= WHAT YOU ARE ASKED TO DO =
Write out the listing in full, matching it word for word.

= STORED ROWS =
========================================================================

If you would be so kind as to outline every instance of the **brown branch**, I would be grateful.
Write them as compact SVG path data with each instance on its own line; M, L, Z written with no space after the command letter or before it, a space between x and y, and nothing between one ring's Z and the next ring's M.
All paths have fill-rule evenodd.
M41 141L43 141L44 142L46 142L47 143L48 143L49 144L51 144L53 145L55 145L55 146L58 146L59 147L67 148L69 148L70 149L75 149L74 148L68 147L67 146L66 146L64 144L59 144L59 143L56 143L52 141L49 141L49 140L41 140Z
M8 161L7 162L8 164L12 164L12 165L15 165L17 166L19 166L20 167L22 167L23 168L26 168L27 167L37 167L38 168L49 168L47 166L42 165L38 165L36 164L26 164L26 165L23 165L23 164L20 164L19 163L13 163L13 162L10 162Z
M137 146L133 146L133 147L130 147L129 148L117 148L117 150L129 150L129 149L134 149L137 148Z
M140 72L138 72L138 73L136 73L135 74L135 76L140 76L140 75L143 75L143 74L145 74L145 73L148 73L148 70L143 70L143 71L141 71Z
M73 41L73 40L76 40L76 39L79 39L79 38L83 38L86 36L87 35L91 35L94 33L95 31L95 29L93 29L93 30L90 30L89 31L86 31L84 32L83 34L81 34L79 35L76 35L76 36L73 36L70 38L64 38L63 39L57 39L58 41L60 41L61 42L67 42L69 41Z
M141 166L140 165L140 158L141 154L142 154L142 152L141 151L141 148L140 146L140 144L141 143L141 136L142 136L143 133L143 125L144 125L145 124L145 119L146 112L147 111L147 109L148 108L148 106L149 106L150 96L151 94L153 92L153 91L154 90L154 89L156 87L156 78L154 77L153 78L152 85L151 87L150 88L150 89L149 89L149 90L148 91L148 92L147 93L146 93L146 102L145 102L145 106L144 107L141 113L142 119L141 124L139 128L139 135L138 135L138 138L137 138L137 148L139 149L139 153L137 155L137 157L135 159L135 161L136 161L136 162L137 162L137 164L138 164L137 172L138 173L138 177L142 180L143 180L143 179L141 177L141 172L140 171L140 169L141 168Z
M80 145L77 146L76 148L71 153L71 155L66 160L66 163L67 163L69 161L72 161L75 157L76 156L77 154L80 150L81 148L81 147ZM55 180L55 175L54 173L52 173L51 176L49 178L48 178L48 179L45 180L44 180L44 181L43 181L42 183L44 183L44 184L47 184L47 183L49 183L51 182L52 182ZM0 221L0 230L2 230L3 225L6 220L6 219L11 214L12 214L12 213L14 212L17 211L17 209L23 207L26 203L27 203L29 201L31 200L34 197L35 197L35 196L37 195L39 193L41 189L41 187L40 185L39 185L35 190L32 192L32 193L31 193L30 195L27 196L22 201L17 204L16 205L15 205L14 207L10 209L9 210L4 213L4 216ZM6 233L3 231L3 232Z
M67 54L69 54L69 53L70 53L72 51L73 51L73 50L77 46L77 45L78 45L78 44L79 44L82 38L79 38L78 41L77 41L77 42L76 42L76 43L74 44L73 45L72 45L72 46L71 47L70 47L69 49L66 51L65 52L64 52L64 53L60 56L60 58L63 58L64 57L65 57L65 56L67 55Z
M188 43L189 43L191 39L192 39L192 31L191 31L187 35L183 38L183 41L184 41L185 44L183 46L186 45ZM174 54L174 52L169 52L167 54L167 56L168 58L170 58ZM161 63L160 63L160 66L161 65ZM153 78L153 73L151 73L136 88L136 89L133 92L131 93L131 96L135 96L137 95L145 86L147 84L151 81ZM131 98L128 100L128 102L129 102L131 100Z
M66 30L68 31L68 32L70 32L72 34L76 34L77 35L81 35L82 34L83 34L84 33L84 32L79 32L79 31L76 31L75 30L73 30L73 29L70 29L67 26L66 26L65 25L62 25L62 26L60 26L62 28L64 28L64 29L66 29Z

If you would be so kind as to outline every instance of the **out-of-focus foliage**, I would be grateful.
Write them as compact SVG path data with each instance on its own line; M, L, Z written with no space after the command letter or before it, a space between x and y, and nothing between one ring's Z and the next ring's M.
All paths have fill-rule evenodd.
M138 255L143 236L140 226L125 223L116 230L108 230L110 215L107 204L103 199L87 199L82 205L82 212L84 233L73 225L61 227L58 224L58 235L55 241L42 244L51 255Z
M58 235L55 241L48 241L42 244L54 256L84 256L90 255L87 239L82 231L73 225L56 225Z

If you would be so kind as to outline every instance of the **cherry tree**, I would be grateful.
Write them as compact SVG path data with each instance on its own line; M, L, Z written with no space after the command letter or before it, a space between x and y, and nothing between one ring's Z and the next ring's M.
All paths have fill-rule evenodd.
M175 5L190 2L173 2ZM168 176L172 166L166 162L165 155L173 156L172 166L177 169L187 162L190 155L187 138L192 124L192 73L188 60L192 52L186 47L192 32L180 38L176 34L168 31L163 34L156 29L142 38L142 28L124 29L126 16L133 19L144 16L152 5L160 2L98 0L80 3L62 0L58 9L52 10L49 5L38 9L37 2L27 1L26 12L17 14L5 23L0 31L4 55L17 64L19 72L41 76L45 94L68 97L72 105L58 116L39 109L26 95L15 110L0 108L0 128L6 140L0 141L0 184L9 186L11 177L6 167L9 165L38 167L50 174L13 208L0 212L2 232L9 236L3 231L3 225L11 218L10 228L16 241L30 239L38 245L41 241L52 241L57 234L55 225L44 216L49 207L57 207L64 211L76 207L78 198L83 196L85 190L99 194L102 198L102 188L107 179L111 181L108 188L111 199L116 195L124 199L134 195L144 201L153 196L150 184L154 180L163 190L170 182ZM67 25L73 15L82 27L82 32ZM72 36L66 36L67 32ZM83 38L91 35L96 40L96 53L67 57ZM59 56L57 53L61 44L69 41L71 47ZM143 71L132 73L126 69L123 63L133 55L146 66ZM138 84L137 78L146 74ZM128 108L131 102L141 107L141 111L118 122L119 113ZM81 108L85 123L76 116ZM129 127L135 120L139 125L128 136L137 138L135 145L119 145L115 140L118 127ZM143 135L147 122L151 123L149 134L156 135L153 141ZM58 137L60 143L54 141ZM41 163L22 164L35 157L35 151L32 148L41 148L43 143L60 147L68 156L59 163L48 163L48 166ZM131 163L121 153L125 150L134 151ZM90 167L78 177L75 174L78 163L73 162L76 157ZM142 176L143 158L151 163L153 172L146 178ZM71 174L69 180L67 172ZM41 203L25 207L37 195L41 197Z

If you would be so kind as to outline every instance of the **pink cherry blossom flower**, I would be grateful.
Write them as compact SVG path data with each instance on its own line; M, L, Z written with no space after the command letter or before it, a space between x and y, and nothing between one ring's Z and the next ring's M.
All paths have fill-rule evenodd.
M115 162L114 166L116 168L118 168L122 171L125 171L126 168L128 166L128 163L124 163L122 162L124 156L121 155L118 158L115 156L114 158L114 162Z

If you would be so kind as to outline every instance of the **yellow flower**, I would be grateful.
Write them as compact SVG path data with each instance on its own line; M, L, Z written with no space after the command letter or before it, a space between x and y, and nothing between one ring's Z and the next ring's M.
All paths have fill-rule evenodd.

========================================================================

= THE RESPONSE =
If you would be so kind as to outline every instance of the **brown branch**, I would be grateful.
Write them as compact SVG path data with each instance on its own line; M, L, Z written with no space after the command letter or before it, a space between x and y, and nothing between one ring's Z and the next ring's M.
All paths have fill-rule evenodd.
M41 141L43 141L44 142L46 142L47 143L48 143L49 144L51 144L53 145L55 145L55 146L58 146L59 147L67 148L69 148L70 149L75 149L74 148L68 147L67 146L66 146L64 144L59 144L59 143L56 143L52 141L49 141L49 140L41 140Z
M8 161L7 162L8 164L12 164L12 165L15 165L17 166L19 166L20 167L22 167L23 168L26 168L27 167L37 167L38 168L49 168L47 166L42 165L38 165L36 164L26 164L26 165L23 165L23 164L20 164L19 163L13 163L13 162L10 162Z
M137 146L133 146L133 147L130 147L129 148L117 148L117 150L129 150L129 149L134 149L137 148Z
M140 72L138 72L138 73L136 73L135 74L135 76L140 76L140 75L143 75L143 74L145 74L145 73L148 73L148 70L143 70L143 71L141 71Z
M73 41L73 40L76 40L76 39L79 39L79 38L83 38L86 36L87 35L91 35L94 33L95 31L95 29L93 29L93 30L90 30L89 31L86 31L84 32L83 34L81 34L79 35L76 35L76 36L73 36L70 38L64 38L63 39L57 39L58 41L60 41L61 42L67 42L69 41Z
M141 166L140 165L140 158L141 154L142 154L142 152L141 151L141 148L140 146L140 144L141 143L141 136L142 136L143 133L143 125L144 125L145 124L145 119L146 112L147 111L147 109L148 108L148 106L149 106L150 96L151 94L153 92L153 91L154 90L154 89L156 87L156 78L154 77L153 78L152 85L151 87L150 88L150 89L149 89L149 90L148 91L148 92L147 93L146 93L146 102L145 102L145 106L144 107L141 113L142 119L141 124L139 128L139 135L138 135L138 138L137 138L137 148L139 149L139 153L137 155L137 157L135 159L135 161L136 161L136 162L137 162L137 164L138 164L137 172L138 173L138 177L142 180L143 180L143 179L141 177L141 172L140 171L140 169L141 168Z
M80 145L77 146L76 148L71 153L71 155L66 160L66 163L67 163L69 161L72 161L75 157L76 156L77 154L80 150L81 148L81 147ZM55 180L55 175L54 173L52 173L51 176L49 178L48 178L48 179L45 180L44 180L44 181L43 181L42 183L44 183L44 184L47 184L47 183L49 183L51 182L52 182ZM0 221L0 230L2 230L3 225L6 220L6 219L11 214L12 214L12 213L14 212L17 211L17 209L23 207L26 203L27 203L29 201L31 200L34 197L35 197L35 196L37 195L39 193L41 189L41 187L40 185L39 185L35 190L32 192L32 193L31 193L30 195L27 196L22 201L17 204L16 205L15 205L14 207L10 209L9 210L4 213L4 216ZM6 233L3 231L3 232Z
M67 54L69 54L69 53L70 53L72 51L73 51L73 50L77 46L77 45L78 45L78 44L79 44L82 38L79 38L78 41L77 41L77 42L76 42L76 43L74 44L73 45L72 45L72 46L71 47L70 47L69 49L66 51L65 52L64 52L64 53L60 56L60 58L63 58L64 57L65 57L65 56L67 55Z
M188 43L189 43L191 39L192 39L192 31L191 31L187 35L183 38L183 41L184 41L185 44L183 46L186 45ZM174 54L174 52L169 52L167 54L167 56L168 58L170 58ZM161 63L160 63L160 66L161 65ZM153 78L153 73L151 73L136 88L136 89L133 92L131 93L131 96L135 96L137 95L145 86L147 84L151 81ZM131 98L128 100L128 102L129 102L131 100Z
M66 30L68 31L68 32L70 32L72 34L76 34L77 35L81 35L82 34L83 34L84 33L84 32L79 32L79 31L76 31L75 30L73 30L73 29L70 29L67 26L66 26L65 25L62 25L62 26L60 26L62 28L64 28L64 29L66 29Z

If you would be so kind as to outline every instance of the **out-of-focus foliage**, I would be grateful.
Write them as compact SVG path data with each instance on its own line; M, L, Z written with no space after the command letter or before it, a space between x and y, and nothing between one ring's Z and the next ring's M.
All paths have fill-rule evenodd.
M138 255L143 236L140 226L125 223L116 230L108 230L110 215L107 204L103 199L87 199L82 205L82 212L84 233L73 225L61 227L58 224L58 235L55 241L42 244L51 255Z
M58 235L55 241L48 241L42 244L54 256L84 256L90 255L87 239L82 231L73 225L56 225Z

If you would be so kind as to outline every instance of the **cherry tree**, I would be grateful.
Write them as compact SVG path data with each instance on its own line; M, L, Z written with no space after the command letter or before it, a space between x and y, and nothing between one ring's Z and the next ring's M.
All paths have fill-rule evenodd.
M175 5L190 2L173 2ZM168 176L172 166L166 162L165 155L173 156L172 166L177 169L187 162L190 155L187 138L192 124L192 73L188 60L192 52L186 47L192 32L180 38L176 34L168 31L163 34L156 29L142 38L142 28L124 29L126 16L133 19L144 16L152 5L160 2L98 0L80 3L62 0L58 9L52 10L49 5L38 9L37 2L27 1L26 12L17 14L5 23L0 31L4 55L17 64L19 72L41 76L45 94L68 97L72 105L58 116L39 109L26 95L15 110L0 108L0 128L6 140L0 141L0 184L9 186L11 177L6 167L9 165L38 167L50 174L13 208L0 212L2 232L9 236L3 231L3 225L11 218L10 228L16 241L30 239L38 245L41 241L52 241L57 234L55 225L44 216L49 207L57 207L64 211L76 207L78 198L83 196L85 190L99 194L102 198L102 188L107 179L111 181L108 188L111 199L116 195L124 199L134 195L144 201L153 196L150 184L154 180L163 190L170 182ZM67 25L73 15L82 27L82 32ZM72 36L66 36L67 32ZM83 38L91 35L96 40L96 53L67 57ZM59 56L57 53L61 44L69 41L71 47ZM143 71L132 73L126 69L123 63L133 55L146 66ZM138 84L137 78L146 74ZM128 108L131 102L141 107L141 111L118 122L119 113ZM81 108L85 123L76 116ZM129 127L135 120L139 125L128 136L137 138L135 145L119 145L115 140L118 127ZM143 135L147 122L151 123L149 134L156 135L153 141ZM58 137L60 143L54 141ZM41 163L22 164L35 157L35 151L32 148L41 148L43 143L60 147L68 156L59 163L48 163L48 166ZM131 163L121 153L125 150L134 151ZM90 167L78 177L75 174L78 163L73 162L76 157ZM142 176L143 158L151 163L153 172L146 178ZM71 174L69 180L67 172ZM41 203L25 207L37 195L41 197Z

If you would be so kind as to outline every instance of the **pink cherry blossom flower**, I would be grateful.
Write them as compact SVG path data with each instance on its own line; M, L, Z written with no space after the command letter or before it, a space between x and y, and nothing between one ring's Z and the next ring's M.
All paths have fill-rule evenodd.
M115 162L114 166L116 168L118 168L122 171L125 171L126 168L128 166L128 163L124 163L122 162L124 156L121 155L118 158L115 156L114 158L114 162Z

If you would be so kind as to outline every instance of the **yellow flower**, I would be grateful.
Write them as compact SVG path data with each instance on its own line; M, L, Z written with no space after the command letter or before it, a space between x and y, and nothing between one ring's Z and the next ring's M.
All paths have fill-rule evenodd.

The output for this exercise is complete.